STATED TASK
Count the lines in the records below that contain the word "wooden", treating uppercase and lowercase as different, and give only the number.

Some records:
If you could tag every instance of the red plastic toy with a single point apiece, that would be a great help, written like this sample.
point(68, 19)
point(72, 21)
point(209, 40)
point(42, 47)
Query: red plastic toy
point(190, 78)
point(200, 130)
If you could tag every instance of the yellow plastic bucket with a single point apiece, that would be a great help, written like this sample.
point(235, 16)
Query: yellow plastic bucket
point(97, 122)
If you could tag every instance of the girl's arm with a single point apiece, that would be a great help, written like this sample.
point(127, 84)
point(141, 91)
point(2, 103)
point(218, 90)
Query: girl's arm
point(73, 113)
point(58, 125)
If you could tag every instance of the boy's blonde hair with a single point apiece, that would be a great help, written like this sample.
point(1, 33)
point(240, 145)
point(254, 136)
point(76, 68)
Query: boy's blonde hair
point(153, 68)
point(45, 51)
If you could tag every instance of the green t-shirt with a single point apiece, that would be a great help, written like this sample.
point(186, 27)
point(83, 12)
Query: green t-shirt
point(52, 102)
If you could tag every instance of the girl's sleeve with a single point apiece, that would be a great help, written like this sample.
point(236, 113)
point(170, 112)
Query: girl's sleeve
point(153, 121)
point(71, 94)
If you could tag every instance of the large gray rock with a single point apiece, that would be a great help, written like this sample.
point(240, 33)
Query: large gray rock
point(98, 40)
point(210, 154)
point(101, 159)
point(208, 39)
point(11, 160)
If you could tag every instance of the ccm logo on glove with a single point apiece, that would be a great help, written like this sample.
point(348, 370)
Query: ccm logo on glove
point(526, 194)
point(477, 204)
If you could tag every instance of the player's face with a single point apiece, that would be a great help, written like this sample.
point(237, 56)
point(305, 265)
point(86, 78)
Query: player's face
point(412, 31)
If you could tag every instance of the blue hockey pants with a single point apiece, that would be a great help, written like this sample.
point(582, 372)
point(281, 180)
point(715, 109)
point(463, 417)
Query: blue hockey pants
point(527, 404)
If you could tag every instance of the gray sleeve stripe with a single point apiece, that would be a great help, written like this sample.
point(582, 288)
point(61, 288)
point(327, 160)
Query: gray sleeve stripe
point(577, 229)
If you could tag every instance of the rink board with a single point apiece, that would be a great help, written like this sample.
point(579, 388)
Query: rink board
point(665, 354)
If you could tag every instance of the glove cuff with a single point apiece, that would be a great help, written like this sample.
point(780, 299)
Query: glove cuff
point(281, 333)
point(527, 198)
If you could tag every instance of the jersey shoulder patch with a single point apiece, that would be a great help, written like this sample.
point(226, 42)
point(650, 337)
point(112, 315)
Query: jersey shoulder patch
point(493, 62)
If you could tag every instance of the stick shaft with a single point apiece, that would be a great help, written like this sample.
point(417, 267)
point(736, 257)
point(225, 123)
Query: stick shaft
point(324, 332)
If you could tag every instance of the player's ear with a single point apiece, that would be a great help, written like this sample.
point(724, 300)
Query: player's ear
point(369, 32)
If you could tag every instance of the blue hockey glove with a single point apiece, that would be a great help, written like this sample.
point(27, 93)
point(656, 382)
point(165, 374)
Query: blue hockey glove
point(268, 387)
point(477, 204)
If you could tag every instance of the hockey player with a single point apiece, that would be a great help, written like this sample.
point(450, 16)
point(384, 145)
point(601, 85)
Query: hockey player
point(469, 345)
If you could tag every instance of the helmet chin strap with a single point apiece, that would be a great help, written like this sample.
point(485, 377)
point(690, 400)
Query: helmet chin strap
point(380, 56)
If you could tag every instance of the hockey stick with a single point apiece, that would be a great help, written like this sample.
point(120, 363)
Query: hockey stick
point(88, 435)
---
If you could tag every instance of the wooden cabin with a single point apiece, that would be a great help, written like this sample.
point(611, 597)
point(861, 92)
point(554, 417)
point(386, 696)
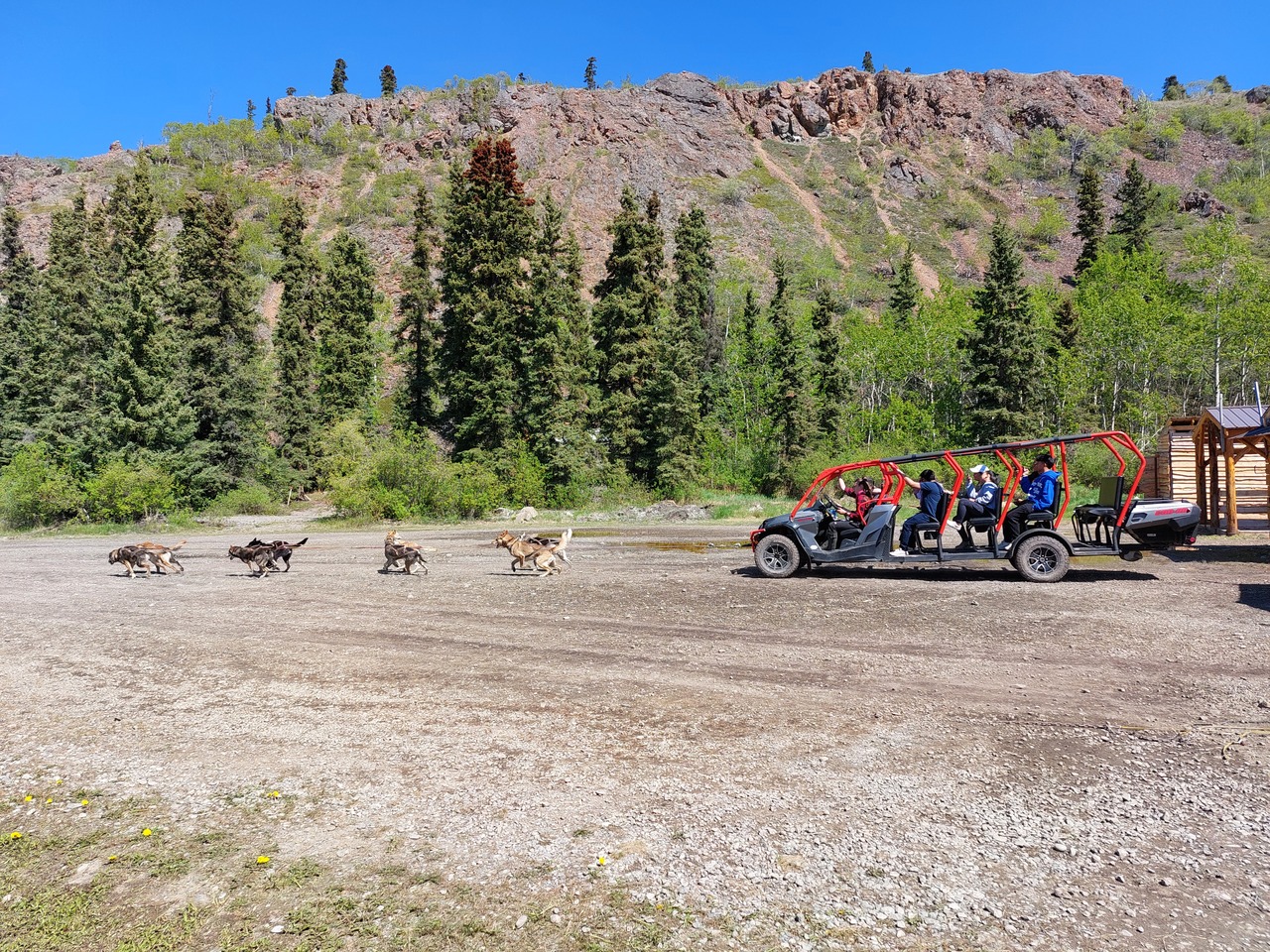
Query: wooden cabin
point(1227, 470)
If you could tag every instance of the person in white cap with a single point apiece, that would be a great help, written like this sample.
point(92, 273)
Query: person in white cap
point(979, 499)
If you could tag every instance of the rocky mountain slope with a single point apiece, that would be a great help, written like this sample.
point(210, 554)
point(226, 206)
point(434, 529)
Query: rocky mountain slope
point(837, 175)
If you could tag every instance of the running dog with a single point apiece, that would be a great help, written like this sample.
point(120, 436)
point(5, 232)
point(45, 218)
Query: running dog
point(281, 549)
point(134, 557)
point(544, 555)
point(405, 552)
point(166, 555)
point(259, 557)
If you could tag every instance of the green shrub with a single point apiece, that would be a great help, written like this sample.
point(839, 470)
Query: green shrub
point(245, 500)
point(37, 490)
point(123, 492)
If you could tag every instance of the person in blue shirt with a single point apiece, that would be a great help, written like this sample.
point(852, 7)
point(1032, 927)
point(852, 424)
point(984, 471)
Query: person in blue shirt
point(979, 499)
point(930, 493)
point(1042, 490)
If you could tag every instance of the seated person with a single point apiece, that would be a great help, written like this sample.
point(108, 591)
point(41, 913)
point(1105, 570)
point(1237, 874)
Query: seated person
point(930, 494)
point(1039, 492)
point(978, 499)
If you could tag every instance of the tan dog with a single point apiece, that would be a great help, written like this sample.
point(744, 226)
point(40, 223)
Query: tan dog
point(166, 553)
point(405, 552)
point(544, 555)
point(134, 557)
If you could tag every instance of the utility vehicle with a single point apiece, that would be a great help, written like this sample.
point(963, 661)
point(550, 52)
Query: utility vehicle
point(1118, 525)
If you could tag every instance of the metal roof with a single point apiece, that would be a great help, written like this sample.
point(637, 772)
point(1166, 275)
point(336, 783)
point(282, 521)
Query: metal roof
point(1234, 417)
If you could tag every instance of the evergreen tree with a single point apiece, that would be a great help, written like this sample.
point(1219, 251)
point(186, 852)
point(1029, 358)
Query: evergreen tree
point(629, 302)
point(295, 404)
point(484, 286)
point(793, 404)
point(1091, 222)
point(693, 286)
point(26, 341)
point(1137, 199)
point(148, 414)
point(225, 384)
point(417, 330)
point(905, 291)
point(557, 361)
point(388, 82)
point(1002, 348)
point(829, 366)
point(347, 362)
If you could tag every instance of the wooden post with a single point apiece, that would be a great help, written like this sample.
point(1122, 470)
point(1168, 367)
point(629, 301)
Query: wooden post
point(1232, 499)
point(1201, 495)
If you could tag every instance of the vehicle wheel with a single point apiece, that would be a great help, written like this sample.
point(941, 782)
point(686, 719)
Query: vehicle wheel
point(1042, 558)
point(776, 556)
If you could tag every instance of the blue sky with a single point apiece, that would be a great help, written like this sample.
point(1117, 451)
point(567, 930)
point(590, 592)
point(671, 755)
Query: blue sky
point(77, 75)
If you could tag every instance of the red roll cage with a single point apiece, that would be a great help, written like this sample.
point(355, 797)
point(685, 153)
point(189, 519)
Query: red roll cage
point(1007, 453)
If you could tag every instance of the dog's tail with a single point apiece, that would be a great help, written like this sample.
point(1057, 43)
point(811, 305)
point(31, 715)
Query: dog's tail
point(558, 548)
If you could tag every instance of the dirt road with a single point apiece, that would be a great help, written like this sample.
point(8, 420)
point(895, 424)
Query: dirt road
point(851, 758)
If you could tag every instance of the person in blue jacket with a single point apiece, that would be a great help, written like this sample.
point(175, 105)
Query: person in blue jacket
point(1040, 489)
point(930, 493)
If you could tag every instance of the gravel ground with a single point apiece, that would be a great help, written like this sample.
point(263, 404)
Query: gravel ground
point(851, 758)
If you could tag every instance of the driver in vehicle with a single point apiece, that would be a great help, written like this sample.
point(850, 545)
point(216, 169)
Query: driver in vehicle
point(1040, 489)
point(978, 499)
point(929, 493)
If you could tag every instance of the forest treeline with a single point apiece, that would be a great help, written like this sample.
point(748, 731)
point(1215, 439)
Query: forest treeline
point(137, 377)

TASK OUTPUT
4